Location identification entries
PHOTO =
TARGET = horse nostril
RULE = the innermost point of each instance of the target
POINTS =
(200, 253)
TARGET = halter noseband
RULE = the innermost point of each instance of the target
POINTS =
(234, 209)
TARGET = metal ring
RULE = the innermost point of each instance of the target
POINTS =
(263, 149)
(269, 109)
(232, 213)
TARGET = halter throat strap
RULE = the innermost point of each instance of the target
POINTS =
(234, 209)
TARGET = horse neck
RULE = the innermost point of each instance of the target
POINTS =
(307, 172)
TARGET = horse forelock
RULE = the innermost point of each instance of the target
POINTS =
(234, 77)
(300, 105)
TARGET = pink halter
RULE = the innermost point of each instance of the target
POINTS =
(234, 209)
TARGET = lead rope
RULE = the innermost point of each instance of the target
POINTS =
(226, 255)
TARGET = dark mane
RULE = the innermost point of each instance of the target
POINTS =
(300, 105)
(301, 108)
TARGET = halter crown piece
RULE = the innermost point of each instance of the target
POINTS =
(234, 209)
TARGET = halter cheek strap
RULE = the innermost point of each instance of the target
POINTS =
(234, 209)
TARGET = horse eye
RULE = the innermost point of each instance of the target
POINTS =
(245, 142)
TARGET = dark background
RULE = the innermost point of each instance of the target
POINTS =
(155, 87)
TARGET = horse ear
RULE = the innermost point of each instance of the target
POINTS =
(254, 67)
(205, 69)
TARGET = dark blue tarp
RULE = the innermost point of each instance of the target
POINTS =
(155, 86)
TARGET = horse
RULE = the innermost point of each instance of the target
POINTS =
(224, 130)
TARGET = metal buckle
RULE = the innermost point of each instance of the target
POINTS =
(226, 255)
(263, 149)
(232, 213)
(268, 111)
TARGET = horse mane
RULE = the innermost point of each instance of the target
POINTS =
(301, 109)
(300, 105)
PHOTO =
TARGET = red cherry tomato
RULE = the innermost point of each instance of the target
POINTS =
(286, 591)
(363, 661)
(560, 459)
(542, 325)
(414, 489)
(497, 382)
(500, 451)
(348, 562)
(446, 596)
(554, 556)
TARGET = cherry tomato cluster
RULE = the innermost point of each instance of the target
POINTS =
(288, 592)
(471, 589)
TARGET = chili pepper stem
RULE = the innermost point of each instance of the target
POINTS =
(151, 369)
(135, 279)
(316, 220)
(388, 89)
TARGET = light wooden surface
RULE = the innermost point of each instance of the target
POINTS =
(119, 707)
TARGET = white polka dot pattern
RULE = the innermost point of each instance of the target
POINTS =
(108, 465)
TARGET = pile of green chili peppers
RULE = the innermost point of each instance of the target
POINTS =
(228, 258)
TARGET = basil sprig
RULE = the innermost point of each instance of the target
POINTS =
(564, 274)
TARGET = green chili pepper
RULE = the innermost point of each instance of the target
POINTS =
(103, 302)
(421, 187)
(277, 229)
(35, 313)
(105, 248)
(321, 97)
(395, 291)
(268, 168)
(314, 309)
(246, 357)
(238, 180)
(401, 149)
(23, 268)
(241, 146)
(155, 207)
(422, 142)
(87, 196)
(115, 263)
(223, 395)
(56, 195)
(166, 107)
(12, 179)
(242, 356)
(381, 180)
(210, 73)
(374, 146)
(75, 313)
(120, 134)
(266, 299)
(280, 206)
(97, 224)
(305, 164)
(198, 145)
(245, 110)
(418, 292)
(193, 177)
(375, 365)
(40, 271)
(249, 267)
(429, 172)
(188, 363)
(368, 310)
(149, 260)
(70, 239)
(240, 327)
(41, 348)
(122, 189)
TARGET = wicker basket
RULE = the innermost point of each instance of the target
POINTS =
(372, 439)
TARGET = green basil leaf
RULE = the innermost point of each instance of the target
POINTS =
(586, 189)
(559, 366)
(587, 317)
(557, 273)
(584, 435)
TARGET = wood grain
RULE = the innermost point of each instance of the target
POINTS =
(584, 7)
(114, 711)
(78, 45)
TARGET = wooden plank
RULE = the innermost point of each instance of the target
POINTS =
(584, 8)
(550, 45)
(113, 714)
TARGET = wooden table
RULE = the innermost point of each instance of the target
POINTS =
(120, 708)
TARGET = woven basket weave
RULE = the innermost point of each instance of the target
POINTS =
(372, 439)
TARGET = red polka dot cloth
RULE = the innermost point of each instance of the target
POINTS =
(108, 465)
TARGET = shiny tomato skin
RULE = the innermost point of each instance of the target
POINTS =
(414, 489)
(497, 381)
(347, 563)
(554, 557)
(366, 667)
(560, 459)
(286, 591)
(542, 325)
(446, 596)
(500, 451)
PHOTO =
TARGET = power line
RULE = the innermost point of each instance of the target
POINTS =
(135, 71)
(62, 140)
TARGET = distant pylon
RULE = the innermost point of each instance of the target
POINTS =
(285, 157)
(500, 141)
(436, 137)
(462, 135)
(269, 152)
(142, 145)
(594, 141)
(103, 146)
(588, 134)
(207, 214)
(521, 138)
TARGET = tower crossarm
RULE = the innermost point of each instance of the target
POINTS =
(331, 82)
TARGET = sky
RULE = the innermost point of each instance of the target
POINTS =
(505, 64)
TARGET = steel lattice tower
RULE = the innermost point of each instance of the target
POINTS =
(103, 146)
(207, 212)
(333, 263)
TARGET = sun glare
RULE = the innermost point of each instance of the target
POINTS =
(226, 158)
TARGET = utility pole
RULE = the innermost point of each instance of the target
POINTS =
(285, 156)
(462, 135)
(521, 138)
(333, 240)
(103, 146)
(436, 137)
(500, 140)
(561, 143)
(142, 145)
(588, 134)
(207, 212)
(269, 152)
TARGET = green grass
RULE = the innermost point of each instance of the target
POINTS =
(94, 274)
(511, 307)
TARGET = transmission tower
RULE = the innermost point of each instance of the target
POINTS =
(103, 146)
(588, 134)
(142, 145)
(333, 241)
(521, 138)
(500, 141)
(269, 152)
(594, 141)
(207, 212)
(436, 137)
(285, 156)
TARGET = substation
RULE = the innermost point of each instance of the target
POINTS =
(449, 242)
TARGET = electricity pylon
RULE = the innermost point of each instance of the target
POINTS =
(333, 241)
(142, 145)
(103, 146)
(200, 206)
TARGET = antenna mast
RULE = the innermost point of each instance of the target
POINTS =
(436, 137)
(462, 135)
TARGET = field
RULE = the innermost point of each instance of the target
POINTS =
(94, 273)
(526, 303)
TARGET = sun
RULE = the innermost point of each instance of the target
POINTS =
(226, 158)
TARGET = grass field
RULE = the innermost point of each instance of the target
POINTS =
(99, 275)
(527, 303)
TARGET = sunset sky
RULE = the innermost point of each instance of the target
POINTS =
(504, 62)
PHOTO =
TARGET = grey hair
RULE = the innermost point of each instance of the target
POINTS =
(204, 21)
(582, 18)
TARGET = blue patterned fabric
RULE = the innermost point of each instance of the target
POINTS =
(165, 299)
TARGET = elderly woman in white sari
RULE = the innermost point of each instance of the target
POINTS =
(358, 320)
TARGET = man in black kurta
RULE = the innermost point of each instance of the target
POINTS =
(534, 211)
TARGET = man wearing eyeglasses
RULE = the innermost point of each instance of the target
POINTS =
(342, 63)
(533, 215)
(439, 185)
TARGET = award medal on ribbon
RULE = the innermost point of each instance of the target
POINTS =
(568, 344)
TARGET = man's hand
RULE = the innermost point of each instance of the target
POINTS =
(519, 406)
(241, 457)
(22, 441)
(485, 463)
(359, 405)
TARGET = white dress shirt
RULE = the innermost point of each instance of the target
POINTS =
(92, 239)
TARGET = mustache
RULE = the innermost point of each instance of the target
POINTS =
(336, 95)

◆ Prompt:
Transcribe every line of the material above, keeping each character unchanged.

◆ Written response:
PHOTO =
TARGET = horse nostril
RULE = the innermost point of each instance of the target
POINTS =
(200, 253)
TARGET = halter noseband
RULE = the innermost point of each instance of the target
POINTS =
(234, 209)
TARGET = metal ring
RULE = the innermost point of each instance of the target
POINTS =
(263, 149)
(269, 109)
(232, 213)
TARGET = halter throat strap
RULE = the innermost point of each instance of the target
POINTS =
(234, 209)
TARGET = horse neck
RULE = the innermost point of each instance of the target
POINTS =
(307, 172)
TARGET = horse forelock
RULE = the innermost point of each instance of the target
POINTS =
(234, 77)
(300, 105)
TARGET = pink halter
RULE = the innermost point of each instance of the target
POINTS =
(234, 209)
TARGET = lead rope
RULE = the innermost point of each instance of the target
POINTS =
(226, 255)
TARGET = dark mane
RULE = the innermost point of each instance of the target
POINTS =
(300, 105)
(301, 108)
TARGET = halter crown piece
RULE = the innermost point of each instance of the target
POINTS =
(234, 209)
TARGET = halter cheek strap
RULE = the innermost point of each instance of the target
POINTS =
(234, 209)
TARGET = horse eye
RULE = the innermost point of each instance of the target
POINTS =
(245, 142)
TARGET = dark background
RULE = the innermost point of each instance of the target
POINTS =
(155, 87)
TARGET = horse ear
RULE = the innermost point of each instance of the target
POINTS =
(254, 67)
(205, 69)
TARGET = dark blue tarp
RULE = the innermost point of each instance of the target
POINTS =
(155, 86)
TARGET = horse
RULE = the innermost point of each instance of the target
POINTS =
(224, 130)
TARGET = metal buckle
RULE = the innermost point of each instance of the target
POINTS =
(226, 255)
(263, 149)
(232, 213)
(268, 111)
TARGET = horse mane
RULE = the innermost point of each instance of the target
POINTS =
(301, 109)
(300, 105)
PHOTO =
TARGET = red cherry tomato
RULE = the innermost point of each instance of the target
POINTS =
(286, 591)
(363, 661)
(560, 459)
(542, 325)
(414, 489)
(497, 382)
(500, 451)
(348, 562)
(446, 596)
(554, 556)
TARGET = cherry tomato cluster
RULE = the innermost point of each instance of the target
POINTS =
(288, 592)
(471, 589)
TARGET = chili pepper stem
RULE = the innermost point of each instance of the target
POINTS =
(151, 369)
(135, 279)
(316, 220)
(388, 89)
TARGET = light wooden surface
RULE = the innermost point of each instance of the target
POINTS =
(119, 707)
TARGET = white polka dot pattern
RULE = the innermost point of each instance of the target
POINTS =
(108, 465)
TARGET = pile of green chili peppers
RULE = the innermost point of each instance of the target
POINTS =
(228, 258)
TARGET = basil sprig
RULE = the innermost point of each instance of the target
POINTS =
(564, 274)
TARGET = green chili pepper
RULE = the innermost point of each instance of the target
POINTS =
(103, 302)
(421, 187)
(277, 229)
(35, 313)
(105, 248)
(321, 97)
(395, 291)
(268, 168)
(314, 309)
(246, 357)
(238, 180)
(401, 149)
(23, 268)
(241, 146)
(155, 207)
(422, 142)
(87, 196)
(115, 263)
(223, 395)
(56, 195)
(166, 107)
(12, 179)
(242, 356)
(381, 180)
(210, 73)
(374, 146)
(75, 313)
(120, 134)
(266, 299)
(280, 206)
(97, 224)
(305, 164)
(198, 145)
(245, 110)
(418, 292)
(193, 177)
(375, 365)
(40, 271)
(249, 267)
(429, 172)
(188, 363)
(368, 310)
(149, 260)
(70, 239)
(240, 327)
(41, 348)
(122, 189)
TARGET = wicker basket
RULE = the innermost point of each instance of the target
POINTS =
(372, 439)
TARGET = green basil leaf
RULE = the innermost point of each instance of the target
POINTS =
(586, 189)
(559, 366)
(587, 317)
(557, 273)
(584, 435)
TARGET = wood grain
RULE = the innermost point of each instance of the target
POINTS =
(584, 7)
(114, 711)
(78, 45)
TARGET = wooden plank
RULE = the innermost point of each instance of the target
POINTS =
(584, 8)
(550, 45)
(113, 714)
TARGET = wooden table
RULE = the innermost point of each instance of the target
POINTS =
(120, 708)
TARGET = woven basket weave
RULE = the innermost point of each instance of the target
POINTS =
(372, 439)
TARGET = red polka dot cloth
RULE = the innermost point of each instance of the target
POINTS =
(108, 465)
TARGET = shiny tomato skin
RULE = the innermost point of each instance of the target
POINTS =
(414, 489)
(497, 381)
(347, 563)
(554, 557)
(366, 667)
(560, 459)
(286, 591)
(542, 325)
(446, 596)
(500, 451)
PHOTO =
TARGET = power line
RULE = the innermost point of each instance of the target
POINTS =
(135, 71)
(62, 140)
TARGET = distant pylon
RULE = the innermost point of each instance of the target
POINTS =
(285, 157)
(500, 141)
(436, 137)
(462, 135)
(269, 152)
(142, 145)
(594, 141)
(103, 146)
(588, 134)
(207, 214)
(521, 138)
TARGET = tower crossarm
RULE = the innermost point of each instance of the target
POINTS =
(331, 82)
TARGET = sky
RULE = the innermost point of each instance of the target
POINTS =
(505, 64)
TARGET = steel lattice tower
RULE = the innermost point of each instance of the target
POINTS =
(103, 146)
(207, 212)
(333, 263)
TARGET = sun glare
RULE = the innermost point of each instance of the target
POINTS =
(226, 158)
TARGET = utility pole
RULE = the innermost point of each instance of the target
POINTS =
(285, 156)
(462, 135)
(521, 138)
(333, 240)
(103, 146)
(436, 137)
(500, 140)
(561, 143)
(142, 145)
(588, 134)
(207, 212)
(269, 152)
TARGET = green grass
RULE = the innermost point of each instance of the target
POINTS =
(94, 274)
(511, 307)
TARGET = transmission tower
RULE = the innermost point of each instance of the target
POINTS =
(103, 146)
(588, 134)
(142, 145)
(333, 241)
(521, 138)
(500, 141)
(269, 152)
(594, 141)
(207, 212)
(436, 137)
(285, 156)
TARGET = substation
RULE = the innermost point of each instance of the target
POINTS =
(449, 242)
TARGET = electricity pylon
RULE = the innermost point of each instance of the target
POINTS =
(333, 241)
(142, 145)
(103, 146)
(200, 206)
TARGET = antenna mast
RULE = the innermost point of each instance of the target
POINTS =
(436, 137)
(462, 135)
TARGET = field
RULE = the innermost point of each instance of the target
POINTS =
(94, 273)
(526, 303)
TARGET = sun
RULE = the innermost point of each instance of the target
POINTS =
(226, 158)
TARGET = grass field
RULE = the innermost point of each instance of the target
POINTS =
(99, 275)
(527, 303)
TARGET = sunset sky
RULE = the innermost point of each instance of the target
POINTS =
(504, 62)
PHOTO =
TARGET = grey hair
RULE = the innermost point of each instance of the target
POINTS =
(204, 21)
(582, 18)
TARGET = blue patterned fabric
RULE = the innermost point of each instance of the target
POINTS =
(165, 299)
TARGET = elderly woman in white sari
RULE = the innermost point of each instance of the target
POINTS =
(358, 320)
TARGET = man in black kurta
RULE = the innermost point of each instance of the target
POINTS =
(534, 211)
TARGET = man wearing eyeglasses
RULE = the innermost point of each instance of the target
POINTS =
(342, 63)
(533, 215)
(439, 185)
TARGET = award medal on ribbon
RULE = the innermost point of each instance of the target
POINTS =
(568, 344)
TARGET = man's hand
RULE = the innermost point of each instance of the target
POINTS =
(519, 406)
(241, 457)
(22, 441)
(485, 463)
(359, 405)
TARGET = white dress shirt
RULE = the innermost point of each instance of the target
POINTS =
(92, 239)
TARGET = mustache
RULE = the innermost point of each instance of the target
POINTS =
(336, 95)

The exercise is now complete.